▸ **Problems to solve**:
A: Please reproduce the stretch of the article on Europe from "Trends are now" through "to its foundations.", swapping "upswing" for "rise".
B: Write what comes next in the article on Europe, picking up after its final sentence.

▸ **Text provided**:
Trends are now underway that, when fully ripe, will radically alter the political landscape of Europe. IN WESTERN EUROPE, opposition is growing toward America's new tough stance vis-a-vis Moscow. Neutralism and anti-Americanism or at least anti-Reaganism are on the upswing.
At the same time, in Eastern Europe, Poland's astounding revolution threatens to shake the Soviet Union's postwar satellite empire to its foundations.
Where are these trends leading? Will the two halves of Europe ever meet? If so, what then?
Reaction to Reagan For years West Europeans complained about a lack of leadership on the part of the United States. Washington's policies, especially during the Carter administration, often changed unpredictably.
Ironically, the new, determined administration in Washington hasn't solved the leadership crisis. Rather, it is meeting with surprising resistance on the other side of the Atlantic. Influential political circles on the Continent complain about President Ronald Reagan's alleged uncompromising, hard-line approach toward Moscow.
Mr. Reagan's suddenly announced decision in early August while most Europeans were on vacation to put the controversial neutron bomb into full production, only added more fuel to the fire of transatlantic suspicion.
The neutron bomb, of course, is nothing new. It had been earlier proposed for production and eventual deployment in Europe. However, after securing West Germany's critical approval, former President Carter abruptly reversed his decision in April, 1978. He decided not to order it into production, he said, on "moral grounds." Soviet propaganda had labeled the bomb a "capitalist" weapon one designed "to kill people, not destroy property."
Soviet concerns, then and now, are understandable. The neutron or "enhanced-radiation" bomb is a purely defensive, limited range weapon designed specifically to thwart a Warsaw Pact armored assault on Western Europe. The weapon, once available, would neutralize the four-to-one tank advantage the Soviet-led forces have over NATO defenders.
Predictably, the Soviet Union heatedly denounced Mr. Reagan's decision. But the. President dismissed the Soviet objections in his characteristically direct manner.
"I can understand their anguish," said the U.S. President. "They are squealing like they are sitting on a sharp nail, simply because we now are showing the world that we are not going to let them get to the point of dominance where they can someday issue to the Free World an ultimatum of 'Surrender or die.' And they don't like that."
Generation Gap The problem for Washington is that many in Europe increasingly do not agree with what they claim is Mr. Reagan's "dangerous anti-Soviet rhetoric." This is especially true among young people.

▸ **Information supplied**:
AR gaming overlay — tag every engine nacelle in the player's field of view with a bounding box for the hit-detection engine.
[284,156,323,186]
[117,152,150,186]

▸ **Answers for the exercise**:
A:
Trends are now underway that, when fully ripe, will radically alter the political landscape of Europe. IN WESTERN EUROPE, opposition is growing toward America's new tough stance vis-a-vis Moscow. Neutralism and anti-Americanism or at least anti-Reaganism are on the rise.
At the same time, in Eastern Europe, Poland's astounding revolution threatens to shake the Soviet Union's postwar satellite empire to its foundations.

B:
The politicians in Western Europe are dealing with a generation that was born, for the most part, after the Berlin blockade of 1948. This generation was in its childhood when the Berlin Wall was constructed 20 years ago this past August.
These people have matured during the period of detente or official relaxation of tensions between East and West. They simply do not choose to believe their elders when they caution that it is necessary to upgrade defenses to redress the growing military imbalance in Europe.
To the politically active left, the United States now represents the greatest threat to peace in Europe, far greater than the Soviet Union. Conveniently overlooked are the 160 SS-20 missiles, each with three warheads, that the Soviets have targeted on every major city in free Europe.
Unfortunate Timing The neutron bomb decision was inevitable, given the realities of the military equation in Europe. Yet the timing of it has fueled' renewed opposition to another project: the modernization of NATO's nuclear forces. Pending acceptance by West Germany and at least one other European NATO partner, 572 Pershing 2 medium-range missiles and land-based cruise missiles are due to be deployed by 1983.
The 1979 agreement is now in jeopardy because, of the neutron bomb go-ahead.
In West Germany, the left wing of Chancellor Helmut Schmidt's Social Democratic Party is pressuring the chancellor to renege on his agreement to accept the missiles.
In the Netherlands, the neutron decision makes it virtually certain that any future government in The Hague will refuse to accept cruise missiles on Dutch soil.
Italian cooperation may also be in doubt. Italy had originally been considered as the other continental country that would accept the new NATO missiles (West Germany insisted that one other NATO partner had to accept them or it too would bow out).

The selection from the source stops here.